Direction:
Continue the article on California's settlement ending unlimited solitary confinement for prisoners, starting after its final sentence.

Extracted text:
'''

"Dramatic Step Forward" Jules Lobel Says Of Settlement To End Unlimited Solitary Confinement For CA Prisoners

In a landmark settlement Tuesday, the state of California agreed to end unlimited solitary confinement for most prison inmates, a major victory in a much-followed case concerning the indeterminate solitary confinement of Pelican Bay prisoners in California. The lead attorney in the case Ashker v. Governor of California and president of the Center for Constitutional Rights is Pitt Law Professor Jules Lobel. 

"This brings California in line with more modern national prison practices," Lobel told the New York Times. "People have been kept in solitary confinement for outrageously long periods of time. That's one of the problems in the U.S. -- people are warehoused in these places, and now that's going to change."

Lobel told the Associated Press"I think there is a deepening movement away from solitary confinement in the country and I think this settlement will be a spur to that movement."

Lawyers in the case told the Los Angeles Times that the settlement sets the tone for similar changes elsewhere in the nation. "This is a dramatic step forward," Lobel said.

'''

Material shown:
'''

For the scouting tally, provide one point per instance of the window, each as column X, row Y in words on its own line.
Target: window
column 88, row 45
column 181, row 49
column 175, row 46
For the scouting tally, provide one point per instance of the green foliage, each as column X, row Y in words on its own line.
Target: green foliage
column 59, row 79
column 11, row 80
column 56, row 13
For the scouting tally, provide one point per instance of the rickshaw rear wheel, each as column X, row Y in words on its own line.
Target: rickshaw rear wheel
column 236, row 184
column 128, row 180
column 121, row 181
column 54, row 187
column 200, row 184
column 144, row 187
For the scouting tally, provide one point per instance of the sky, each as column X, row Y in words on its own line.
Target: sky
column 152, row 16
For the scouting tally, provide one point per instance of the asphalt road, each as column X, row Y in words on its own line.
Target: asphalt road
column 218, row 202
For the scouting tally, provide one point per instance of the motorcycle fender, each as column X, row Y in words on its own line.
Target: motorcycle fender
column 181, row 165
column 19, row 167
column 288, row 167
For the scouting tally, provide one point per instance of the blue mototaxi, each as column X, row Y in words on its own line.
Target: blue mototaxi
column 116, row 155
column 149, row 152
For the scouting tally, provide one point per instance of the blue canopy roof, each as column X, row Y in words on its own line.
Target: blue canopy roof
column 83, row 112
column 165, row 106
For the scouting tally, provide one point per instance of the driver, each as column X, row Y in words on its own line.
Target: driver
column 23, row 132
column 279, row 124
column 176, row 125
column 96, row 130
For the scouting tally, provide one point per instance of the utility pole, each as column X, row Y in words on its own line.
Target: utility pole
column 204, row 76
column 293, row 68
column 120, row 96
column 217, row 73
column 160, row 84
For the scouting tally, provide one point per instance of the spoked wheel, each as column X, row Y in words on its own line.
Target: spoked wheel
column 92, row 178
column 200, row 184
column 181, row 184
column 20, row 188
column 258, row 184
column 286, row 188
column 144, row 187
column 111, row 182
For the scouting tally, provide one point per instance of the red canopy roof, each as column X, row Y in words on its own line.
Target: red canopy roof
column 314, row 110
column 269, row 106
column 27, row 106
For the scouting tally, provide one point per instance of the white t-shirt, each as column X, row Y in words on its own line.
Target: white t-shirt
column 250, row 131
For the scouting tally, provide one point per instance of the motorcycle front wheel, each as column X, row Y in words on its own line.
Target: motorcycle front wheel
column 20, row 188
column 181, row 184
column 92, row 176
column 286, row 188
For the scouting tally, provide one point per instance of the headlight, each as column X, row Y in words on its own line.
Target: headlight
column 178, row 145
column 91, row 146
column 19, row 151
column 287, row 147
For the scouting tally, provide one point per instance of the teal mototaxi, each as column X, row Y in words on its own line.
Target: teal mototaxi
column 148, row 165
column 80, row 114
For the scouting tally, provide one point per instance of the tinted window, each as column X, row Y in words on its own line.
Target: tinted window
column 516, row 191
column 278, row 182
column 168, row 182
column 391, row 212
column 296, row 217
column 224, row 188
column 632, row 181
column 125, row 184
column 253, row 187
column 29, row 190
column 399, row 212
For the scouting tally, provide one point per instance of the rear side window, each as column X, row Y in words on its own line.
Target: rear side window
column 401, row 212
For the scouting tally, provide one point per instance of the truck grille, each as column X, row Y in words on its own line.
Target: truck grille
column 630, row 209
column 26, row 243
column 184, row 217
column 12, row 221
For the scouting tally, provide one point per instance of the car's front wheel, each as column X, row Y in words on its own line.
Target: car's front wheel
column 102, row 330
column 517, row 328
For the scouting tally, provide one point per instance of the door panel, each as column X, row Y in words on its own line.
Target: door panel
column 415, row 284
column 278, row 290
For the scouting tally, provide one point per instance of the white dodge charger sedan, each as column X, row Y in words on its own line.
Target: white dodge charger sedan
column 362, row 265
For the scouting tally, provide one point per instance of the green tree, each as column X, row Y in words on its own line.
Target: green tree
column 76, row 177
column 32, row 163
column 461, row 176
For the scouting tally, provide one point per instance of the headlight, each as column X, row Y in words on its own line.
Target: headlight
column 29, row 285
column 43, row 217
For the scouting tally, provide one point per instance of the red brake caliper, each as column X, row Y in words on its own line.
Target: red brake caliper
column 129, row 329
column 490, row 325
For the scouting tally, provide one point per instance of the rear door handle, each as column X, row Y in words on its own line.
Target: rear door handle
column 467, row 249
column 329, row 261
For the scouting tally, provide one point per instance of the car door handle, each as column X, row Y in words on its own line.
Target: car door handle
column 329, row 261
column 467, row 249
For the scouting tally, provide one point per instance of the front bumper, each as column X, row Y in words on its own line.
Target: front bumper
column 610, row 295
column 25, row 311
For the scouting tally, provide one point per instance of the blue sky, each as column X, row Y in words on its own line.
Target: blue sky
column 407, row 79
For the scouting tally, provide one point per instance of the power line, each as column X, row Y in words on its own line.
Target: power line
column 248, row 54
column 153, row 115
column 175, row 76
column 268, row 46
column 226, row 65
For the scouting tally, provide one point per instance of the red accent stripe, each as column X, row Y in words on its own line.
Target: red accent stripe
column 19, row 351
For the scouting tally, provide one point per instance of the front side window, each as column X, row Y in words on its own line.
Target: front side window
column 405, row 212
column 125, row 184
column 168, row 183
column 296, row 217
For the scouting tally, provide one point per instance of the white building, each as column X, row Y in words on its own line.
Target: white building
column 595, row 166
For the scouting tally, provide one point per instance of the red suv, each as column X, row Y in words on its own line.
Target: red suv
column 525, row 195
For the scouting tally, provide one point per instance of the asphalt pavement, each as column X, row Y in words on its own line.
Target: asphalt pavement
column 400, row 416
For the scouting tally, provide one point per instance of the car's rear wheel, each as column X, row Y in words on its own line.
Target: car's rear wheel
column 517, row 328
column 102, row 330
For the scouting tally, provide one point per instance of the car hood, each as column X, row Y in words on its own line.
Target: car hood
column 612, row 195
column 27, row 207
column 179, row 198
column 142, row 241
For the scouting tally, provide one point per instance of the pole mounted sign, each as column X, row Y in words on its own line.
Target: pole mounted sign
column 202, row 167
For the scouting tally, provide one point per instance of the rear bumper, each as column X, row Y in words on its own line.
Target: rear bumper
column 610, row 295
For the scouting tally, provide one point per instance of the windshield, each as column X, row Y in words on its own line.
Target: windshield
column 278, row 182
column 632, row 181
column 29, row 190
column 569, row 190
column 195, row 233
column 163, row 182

'''

Reply:
In today's episode of NPR's All Things Considered covering the case, Lobel said that public opinion may be souring on solitary confinement. He pointed out that President Barack Obama and Supreme Court Justice Anthony Kennedy have both raised questions about the harmful consequences of isolating inmates.

"There clearly has been a fundamental shift in our society to recognizing that solitary confinement does present serious constitutional and psychological problems," he said.

Read more in "California Prisons Agree to Limit Solitary Confinement" in the New York Times.

"California agrees to move thousands of inmates out of solitary confinement" | Los Angeles Times.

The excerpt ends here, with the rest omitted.